▶ **TO DO**
The data below is to be set down exactly.

★ ★ ★ ★ ★ ★ ★

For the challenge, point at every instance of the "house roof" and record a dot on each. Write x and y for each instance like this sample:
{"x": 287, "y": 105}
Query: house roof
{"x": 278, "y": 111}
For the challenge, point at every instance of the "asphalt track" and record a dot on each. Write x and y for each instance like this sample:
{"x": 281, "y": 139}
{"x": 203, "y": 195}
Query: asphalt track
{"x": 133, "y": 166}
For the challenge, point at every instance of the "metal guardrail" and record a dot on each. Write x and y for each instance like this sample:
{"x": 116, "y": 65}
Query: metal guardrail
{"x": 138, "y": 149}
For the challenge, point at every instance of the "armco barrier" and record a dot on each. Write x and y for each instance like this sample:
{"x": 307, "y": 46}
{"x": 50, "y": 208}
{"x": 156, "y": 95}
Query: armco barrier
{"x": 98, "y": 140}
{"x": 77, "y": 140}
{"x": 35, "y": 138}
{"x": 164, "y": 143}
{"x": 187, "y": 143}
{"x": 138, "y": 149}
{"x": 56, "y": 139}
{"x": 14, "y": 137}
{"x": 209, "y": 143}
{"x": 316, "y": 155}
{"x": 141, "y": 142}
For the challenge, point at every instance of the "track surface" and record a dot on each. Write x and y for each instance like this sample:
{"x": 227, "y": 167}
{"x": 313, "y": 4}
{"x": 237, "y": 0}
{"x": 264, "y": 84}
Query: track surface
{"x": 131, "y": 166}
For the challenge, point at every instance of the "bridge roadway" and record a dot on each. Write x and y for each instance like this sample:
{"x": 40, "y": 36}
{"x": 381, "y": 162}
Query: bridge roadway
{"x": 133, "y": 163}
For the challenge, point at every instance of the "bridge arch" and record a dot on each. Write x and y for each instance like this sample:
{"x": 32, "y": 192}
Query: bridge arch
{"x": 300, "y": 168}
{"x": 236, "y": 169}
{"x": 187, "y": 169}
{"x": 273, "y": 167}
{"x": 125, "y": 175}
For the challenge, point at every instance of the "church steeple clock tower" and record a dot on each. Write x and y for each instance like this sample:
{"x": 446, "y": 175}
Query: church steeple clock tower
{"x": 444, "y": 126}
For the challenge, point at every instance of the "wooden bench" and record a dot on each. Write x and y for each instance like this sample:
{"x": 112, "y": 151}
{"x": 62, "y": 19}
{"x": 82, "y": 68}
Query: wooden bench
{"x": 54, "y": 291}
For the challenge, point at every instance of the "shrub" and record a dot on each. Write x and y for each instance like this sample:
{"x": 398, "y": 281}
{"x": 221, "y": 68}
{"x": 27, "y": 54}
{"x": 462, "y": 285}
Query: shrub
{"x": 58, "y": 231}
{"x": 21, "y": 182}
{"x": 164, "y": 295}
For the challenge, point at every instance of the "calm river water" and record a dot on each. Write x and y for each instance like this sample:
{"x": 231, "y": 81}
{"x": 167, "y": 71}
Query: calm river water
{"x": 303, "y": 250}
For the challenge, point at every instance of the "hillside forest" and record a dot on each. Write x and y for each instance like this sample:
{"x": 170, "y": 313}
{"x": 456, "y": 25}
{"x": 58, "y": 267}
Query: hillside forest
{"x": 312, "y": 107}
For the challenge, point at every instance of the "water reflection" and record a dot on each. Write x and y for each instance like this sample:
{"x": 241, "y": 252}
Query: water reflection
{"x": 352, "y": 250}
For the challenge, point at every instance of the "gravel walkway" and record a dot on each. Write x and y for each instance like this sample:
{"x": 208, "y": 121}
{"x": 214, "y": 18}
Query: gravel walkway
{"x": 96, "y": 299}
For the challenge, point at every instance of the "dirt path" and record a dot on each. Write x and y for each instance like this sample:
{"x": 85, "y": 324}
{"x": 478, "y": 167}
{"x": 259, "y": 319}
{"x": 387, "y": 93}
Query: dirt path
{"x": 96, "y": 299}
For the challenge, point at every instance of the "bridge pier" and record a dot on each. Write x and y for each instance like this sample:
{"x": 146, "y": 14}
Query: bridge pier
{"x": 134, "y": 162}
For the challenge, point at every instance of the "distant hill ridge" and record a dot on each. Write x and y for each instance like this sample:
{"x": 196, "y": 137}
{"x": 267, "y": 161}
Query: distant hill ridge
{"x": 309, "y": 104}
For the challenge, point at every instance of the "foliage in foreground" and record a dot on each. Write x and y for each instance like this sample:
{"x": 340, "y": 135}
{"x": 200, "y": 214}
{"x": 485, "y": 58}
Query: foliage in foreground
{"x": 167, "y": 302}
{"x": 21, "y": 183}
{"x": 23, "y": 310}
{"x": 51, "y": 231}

★ ★ ★ ★ ★ ★ ★

▶ **SOLVED PROBLEM**
For the challenge, point at every instance of the "house roof" and record a dot on each. Write x and y for each instance like this sample:
{"x": 287, "y": 105}
Query: house roof
{"x": 278, "y": 111}
For the challenge, point at every instance of the "asphalt track" and record a dot on each. Write x and y for each instance like this sample:
{"x": 281, "y": 139}
{"x": 203, "y": 195}
Query: asphalt track
{"x": 133, "y": 166}
For the challenge, point at every instance of the "metal guardrail" and record a dot on each. Write x and y for each instance like this sample:
{"x": 116, "y": 65}
Query: metal guardrail
{"x": 138, "y": 149}
For the challenge, point at every instance of the "armco barrier" and record a dot on each. Write x and y for each instance like this sample:
{"x": 307, "y": 46}
{"x": 50, "y": 208}
{"x": 156, "y": 95}
Query: armco barrier
{"x": 98, "y": 140}
{"x": 77, "y": 140}
{"x": 35, "y": 138}
{"x": 164, "y": 143}
{"x": 187, "y": 143}
{"x": 138, "y": 149}
{"x": 56, "y": 139}
{"x": 14, "y": 137}
{"x": 209, "y": 143}
{"x": 316, "y": 155}
{"x": 141, "y": 142}
For the challenge, point at every instance of the "track surface" and record a dot on each. Write x and y for each instance like this sample:
{"x": 227, "y": 167}
{"x": 313, "y": 4}
{"x": 237, "y": 0}
{"x": 264, "y": 84}
Query: track surface
{"x": 131, "y": 166}
For the challenge, point at every instance of the "bridge roadway" and record a dot on each. Write x and y for each instance like this sample:
{"x": 40, "y": 36}
{"x": 381, "y": 162}
Query: bridge roadway
{"x": 133, "y": 163}
For the challenge, point at every instance of the "bridge arch" and record a dot on each. Write x and y for each instance like this sample:
{"x": 32, "y": 192}
Query: bridge arch
{"x": 300, "y": 168}
{"x": 236, "y": 169}
{"x": 187, "y": 169}
{"x": 273, "y": 167}
{"x": 125, "y": 175}
For the challenge, point at every instance of the "church steeple clock tower" and record a dot on each. Write x and y for each instance like this sample:
{"x": 446, "y": 175}
Query: church steeple clock tower
{"x": 444, "y": 126}
For the challenge, point at every instance of the "wooden bench" and record a dot on each. Write x and y for each instance like this sample:
{"x": 112, "y": 151}
{"x": 62, "y": 19}
{"x": 82, "y": 68}
Query: wooden bench
{"x": 54, "y": 291}
For the challenge, point at every instance of the "shrub" and record a dot on each. Write x and y for each instance like this sample:
{"x": 398, "y": 281}
{"x": 221, "y": 68}
{"x": 27, "y": 54}
{"x": 462, "y": 285}
Query: shrub
{"x": 58, "y": 231}
{"x": 21, "y": 182}
{"x": 164, "y": 295}
For the challenge, point at every instance of the "calm river water" and record a dot on each. Write x and y for each instance like this sample:
{"x": 231, "y": 81}
{"x": 167, "y": 71}
Query: calm river water
{"x": 303, "y": 250}
For the challenge, point at every instance of the "hillside forest" and record a dot on each. Write x and y for each instance like this sample:
{"x": 170, "y": 313}
{"x": 456, "y": 25}
{"x": 58, "y": 267}
Query: hillside forest
{"x": 312, "y": 107}
For the challenge, point at every instance of the "water reflection" and record a dot on each. Write x and y for each instance like this sample:
{"x": 241, "y": 252}
Query: water reflection
{"x": 352, "y": 250}
For the challenge, point at every instance of the "gravel walkway" and record a dot on each. Write x and y for each instance like this sample:
{"x": 208, "y": 121}
{"x": 214, "y": 18}
Query: gravel walkway
{"x": 96, "y": 299}
For the challenge, point at every instance of the "dirt path" and record a dot on each. Write x and y for each instance like this sample:
{"x": 85, "y": 324}
{"x": 478, "y": 167}
{"x": 259, "y": 319}
{"x": 387, "y": 93}
Query: dirt path
{"x": 96, "y": 299}
For the challenge, point at every instance of the "bridge pier" and record a dot on each. Write x and y for each instance like this sample:
{"x": 146, "y": 14}
Query: bridge pier
{"x": 134, "y": 162}
For the challenge, point at every instance of the "distant hill ridge" and record a dot on each. Write x and y for each instance like this sample:
{"x": 196, "y": 137}
{"x": 267, "y": 161}
Query: distant hill ridge
{"x": 309, "y": 104}
For the challenge, point at every instance of the "foliage in foreground" and record a dot on each. Write x and y for each instance like this sample:
{"x": 340, "y": 135}
{"x": 200, "y": 214}
{"x": 485, "y": 58}
Query: foliage in foreground
{"x": 167, "y": 302}
{"x": 21, "y": 183}
{"x": 23, "y": 310}
{"x": 51, "y": 231}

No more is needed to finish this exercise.